## [EXCERPTED PASSAGE]
- - -

Los Cabos International Airport   is the sixth-busiest airport in Mexico and one of the Top 25 in Latin America, located at San José del Cabo in Los Cabos Municipality, Baja California Sur state, Mexico.

The airport serves San José del Cabo, Cabo San Lucas, and the Los Cabos area.

History
From September 2011 until January 2012, the airport temporarily gained nonstop service to Asia with flights to Shanghai, China.

The airport handled 5,549,600 passengers in 2021 and 7,019,200 in 2022, 63% of them from international destinations. It has become the most important airport in the state of Baja California Sur. Because of a dramatic increase in the number of holiday resorts and due to the region's fast population growth, the infrastructure of the airport is now insufficient compared to the increasing demand, causing a lack of available positions for aircraft during peak-hours, as in many other airports in Mexico.

On September 15, 2014, Los Cabos International Airport was badly damaged by Hurricane Odile. Planes were knocked against structures due to the winds from Odile. Many people went to the airport, demanding flights out of Cabo San Lucas. The Mexican government began airlifting the first of thousands of stranded tourists, free of charge, to airports in Tijuana, Mazatlan, Guadalajara and Mexico City to catch connecting flights and, in the case of foreigners, receive consular assistance.

In November 2019, British Carrier TUI Airways, commenced flights to and from London's Gatwick Airport, thus being the first European carrier to fly in and out of the Los Cabos area. This flight was flown on a Boeing 787.

- - -

## [WHAT YOU NEED TO DO]
1 – Count the lines in the records below that contain the string "Target", and reply with the number only.
2 – Resume the passage on Los Cabos International Airport after its last sentence.

## [DATA SUPPLIED]

- - -

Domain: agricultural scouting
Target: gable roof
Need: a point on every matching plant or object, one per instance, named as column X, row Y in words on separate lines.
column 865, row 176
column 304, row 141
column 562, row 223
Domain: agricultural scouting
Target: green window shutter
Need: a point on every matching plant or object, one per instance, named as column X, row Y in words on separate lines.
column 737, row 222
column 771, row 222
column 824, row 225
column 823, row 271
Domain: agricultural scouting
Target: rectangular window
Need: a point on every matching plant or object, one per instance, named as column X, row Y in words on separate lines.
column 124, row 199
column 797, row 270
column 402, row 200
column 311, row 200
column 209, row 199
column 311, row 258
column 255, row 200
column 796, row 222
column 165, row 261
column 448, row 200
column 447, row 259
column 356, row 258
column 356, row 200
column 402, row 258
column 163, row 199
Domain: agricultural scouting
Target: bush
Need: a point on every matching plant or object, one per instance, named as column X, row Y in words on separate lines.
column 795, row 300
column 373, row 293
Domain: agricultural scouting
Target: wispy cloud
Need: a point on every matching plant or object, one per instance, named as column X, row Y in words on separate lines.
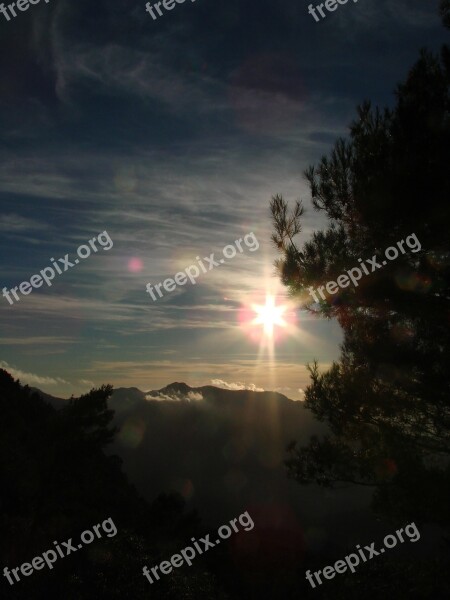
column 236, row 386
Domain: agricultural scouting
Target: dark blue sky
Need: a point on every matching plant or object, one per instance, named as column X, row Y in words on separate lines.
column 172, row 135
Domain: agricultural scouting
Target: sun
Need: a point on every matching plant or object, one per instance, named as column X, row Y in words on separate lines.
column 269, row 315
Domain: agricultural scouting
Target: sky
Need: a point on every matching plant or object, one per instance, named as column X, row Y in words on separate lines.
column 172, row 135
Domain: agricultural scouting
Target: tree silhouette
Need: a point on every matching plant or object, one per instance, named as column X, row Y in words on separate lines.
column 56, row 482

- - -

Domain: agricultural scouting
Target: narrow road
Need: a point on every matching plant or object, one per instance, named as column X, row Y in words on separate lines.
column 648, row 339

- - -

## [ANSWERS BELOW]
1 – 10

2 –
Architecture 
The architect of Los Cabos International Airport's 1997 renovation and expansion was Mexican architect and great-grandson of Queen Isabella II of Spain, Manuel De Santiago-de Borbón González Bravo. He was a member of ICOMOS (International Council on Monuments and Sites), and his lifetime architectural legacy to Mexico adds to  built nationwide, including famous buildings and national sites, as well as important national restorations like the Mexican Houses of Congress Palace (Palacio Legislativo de San Lázaro).

Terminals

The airport has two terminals. Terminal 1 operates domestic flights, and Terminal 2 operates international flights.

Airlines and destinations

Statistics

Passengers

Busiest routes 

Note

Facilities 
 The Trans-Peninsular Road has become a busy commercial and accommodation center which include the nearby establishments.

See also

 List of the busiest airports in Mexico

References

External links

 Los Cabos International Airport Official page GAP  at aeropuertosgap.com.mx (in English)
 Los Cabos Airport Terminal 1 Map
 Los Cabos Airport Terminal 2 Map

Airports in Baja California Sur
Los Cabos Municipality (Baja California Sur)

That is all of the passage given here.